EXERCICE COURT A => Présentez sous forme de tableau Markdown, avec les colonnes « Rang » et « Ligne », les lignes des entrées allant de celle qui contient « Where can you see the wire » jusqu'à la fin des entrées, bornes incluses. Omettez les lignes vides.

EXTRAIT DU DOCUMENT =>
· · · · · · ·
Dans sa détresse, un de nos camarades a sombré en dépression, il tenta de se suicider. Munis d’un fusil Moser, Il subtilisa une balle, arma son fusil et voulu se tirer la balle dans la tête. Ses camarades qui se trouvaient prés de lui l’en ont empêché en le ceinturant et en lui arrachant son fusil. Nous l’avons conduit chez le commandant qui l’avait gardé dans son bureau et le raisonna jusqu'à ce qu’il se soit calmé. Puis ce fut l’heure de rentrer chez nous, en route j’ai pu voir le peuple qui était sorti manifester son désarroi face à l’incompréhensible défaite. Mais j’ai vu aussi les manipulateurs qui invitaient les gens à se rendre manifester devant le siège de l’union socialiste arabe, le parti unique de l’époque qui se trouvait à Manchïya place Mohamed Ali Pacha, scandant leur attachement à Gamal Abdel Nasser, c’est ce qu’ils ont fait par habitude « ces crétins », expression que j’emprunte au Roi Fouad I qu’il utilisait en français pour désigner la populace d’égyptiens quand il parlait de ceux-ci. Il était visible que des individus avaient pour mission de canaliser la foule et d’influencer pour que l’émotion populaire aille dans un sens voulu par le pouvoir en place. Du moins c’est ce que j’ai pu constater puisque je rentrais à pied en marchant lentement, j’ai pu observer ce soir là, ce qui se passait dans les rues ; je n’étais pas le seul qui ait pu observer ces agissements, d’autres l’ont vu et entendu plus que moi, et me semble-t-il certains l’on écrit. Mais Dieu merci Il ne s’agissait pas de tout le monde, d’autre plus futés s’étaient resté chez eux en attendant d’y voir un peu plus clair. J’ai emprunté cette expression parce qu’avec le recul, et ce que nous avions appris, les foules avaient agît comme des crétins manipulés, mais je pourrais comprendre leurs désarrois.
Une fois, rentré chez moi, j’ai retrouvé mon père, comme à l’accoutumé entrain d’écouter la BBC, puis Radio Monte-Carlo, ensuite la Voix de L’Amérique. Je me suis changé et rangé mon fusil sous le lit, puis, je suis allé m’installer face à lui pour prendre une tasse de thé. Je ne disais rien. Mon père n’était pas un homme à faire du triomphalisme quand les événements lui donnaient raison, il me dit : « ne soit pas attristé, on ne pouvait pas gagner cette guerre, tu as bien vu comment Nasser s’y était pris, il aurait mieux fait de la fermer ! ». Oui, Nasser aurait mieux fait de la fermer, plutôt deux fois qu’une. A vrai dire je me sentais soulagé qu’il s’en aille, l’idée qu’il y ait un changement à la tête de l’état ne me déplaisait pas, mais un sentiment incompréhensible me faisait craindre le pire. Le lendemain, le 10 juin, tout le monde était dans le bleu on ne savait pas qui gouvernerai l’Egypte, les media continuaient à annoncer un communiqué de monsieur Zakaria Mohiï el Dine qui tardait à arriver les foules avaient envahi le Caire et la situation intenable. Puis, les medias se sont transportés à l’assemblée nationale pour la diffusion de deux communiqués celui de Zakaria suivi de celui de Nasser. L’un pour annoncer le refus de Zakaria de succéder à Nasser à la présidence, et l’autre dans lequel Nasser accepte la volonté du peuple de le maintenir à sa place, et la boucle était bouclé, quelle déception, oh oui j’étais déçu, ce looser venait de se faire appeler pour la deuxième foi de héro.
· · · · · · ·
JEU DE DONNÉES =>
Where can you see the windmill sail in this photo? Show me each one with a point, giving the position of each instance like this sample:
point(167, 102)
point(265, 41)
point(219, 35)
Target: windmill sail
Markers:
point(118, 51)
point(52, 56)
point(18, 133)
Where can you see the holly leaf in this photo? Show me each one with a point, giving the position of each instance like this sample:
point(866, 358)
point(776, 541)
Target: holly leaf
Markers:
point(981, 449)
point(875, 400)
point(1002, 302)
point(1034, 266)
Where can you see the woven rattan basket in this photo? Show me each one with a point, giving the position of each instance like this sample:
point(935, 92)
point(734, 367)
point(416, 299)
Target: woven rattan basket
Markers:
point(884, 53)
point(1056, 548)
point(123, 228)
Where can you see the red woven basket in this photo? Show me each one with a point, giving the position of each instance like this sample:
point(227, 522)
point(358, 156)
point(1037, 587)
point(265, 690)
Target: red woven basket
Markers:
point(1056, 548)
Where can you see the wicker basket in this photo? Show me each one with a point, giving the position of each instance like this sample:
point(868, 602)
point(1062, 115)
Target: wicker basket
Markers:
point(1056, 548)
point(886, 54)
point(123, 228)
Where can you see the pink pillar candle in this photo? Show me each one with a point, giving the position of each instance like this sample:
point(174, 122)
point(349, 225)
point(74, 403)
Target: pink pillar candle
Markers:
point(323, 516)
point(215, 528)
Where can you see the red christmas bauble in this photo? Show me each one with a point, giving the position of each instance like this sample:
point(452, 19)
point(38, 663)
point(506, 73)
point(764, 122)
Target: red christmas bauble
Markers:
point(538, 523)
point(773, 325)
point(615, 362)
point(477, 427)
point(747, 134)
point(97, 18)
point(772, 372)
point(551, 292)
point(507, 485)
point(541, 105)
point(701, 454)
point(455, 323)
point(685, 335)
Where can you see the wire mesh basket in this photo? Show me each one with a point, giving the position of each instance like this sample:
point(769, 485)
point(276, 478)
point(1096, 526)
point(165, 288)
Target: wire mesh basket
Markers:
· · · · · · ·
EXERCICE COURT B => Poursuivez le récit sur la défaite et le maintien de Nasser à la tête de l'Égypte, à partir de sa dernière phrase.

RÉPONSE A =>
| Rang | Ligne |
|---|---|
| 1 | Where can you see the wire mesh basket in this photo? Show me each one with a point, giving the position of each instance like this sample: |
| 2 | point(769, 485) |
| 3 | point(276, 478) |
| 4 | point(1096, 526) |
| 5 | point(165, 288) |
| 6 | Target: wire mesh basket |
| 7 | Markers: |

RÉPONSE B =>
J’ai continué à me rendre tous les jours au bataillon, mais le cœur n’y étais plus, tous le monde sait ce qui s’était passé par la suite. Il fallait vraiment se rendre à l’évidence que la guerre était perdue, alors nous passions notre temps à discuter avec amertume ne sachant rien de ce qui s’était passé. Puis un jour de la semaine qui a suivi, le chef du bataillon décida de nous emmener pour un exercice de tir dans un camp d’entrainement à Mex une banlieue située à l’ouest de la ville d’Alexandrie. Nous y avons été conduit par camions militaires, et chacun d’entre nous avait tiré 6 balles avec une mitraillette Port-Saïd, de fabrication égyptienne, et surtout de conception rustique et peu fiable, de telle sorte que même si elle était sécurisé et qu’elle tombait par terre le mécanisme de tir se déclenche tout seul et le réservoir se vide. Je laisse au lecteur le soin d’imaginer le reste et les conséquences.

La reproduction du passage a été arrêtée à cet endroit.